## Task objective
Report how many lines below contain the word "instance", and give only that number.

[Point localization data]
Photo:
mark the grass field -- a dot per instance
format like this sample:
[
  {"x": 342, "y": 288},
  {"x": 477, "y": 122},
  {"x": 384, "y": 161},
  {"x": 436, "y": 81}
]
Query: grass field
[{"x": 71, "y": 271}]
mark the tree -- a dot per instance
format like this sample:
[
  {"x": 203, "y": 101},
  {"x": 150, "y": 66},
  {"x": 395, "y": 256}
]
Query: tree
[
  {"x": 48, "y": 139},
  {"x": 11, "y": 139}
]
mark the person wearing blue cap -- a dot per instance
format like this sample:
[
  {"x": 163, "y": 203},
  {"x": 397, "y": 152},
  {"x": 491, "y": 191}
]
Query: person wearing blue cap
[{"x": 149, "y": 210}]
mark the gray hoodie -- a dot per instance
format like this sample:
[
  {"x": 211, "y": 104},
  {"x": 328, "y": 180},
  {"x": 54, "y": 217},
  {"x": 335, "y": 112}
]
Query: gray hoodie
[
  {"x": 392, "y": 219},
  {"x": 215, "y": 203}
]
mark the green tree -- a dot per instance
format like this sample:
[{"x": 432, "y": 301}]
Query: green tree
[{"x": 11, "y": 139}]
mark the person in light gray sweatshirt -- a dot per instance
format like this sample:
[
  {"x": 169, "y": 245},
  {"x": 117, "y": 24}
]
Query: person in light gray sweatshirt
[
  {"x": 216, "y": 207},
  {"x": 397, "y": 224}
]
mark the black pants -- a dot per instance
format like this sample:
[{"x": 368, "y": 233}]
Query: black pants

## Your response
7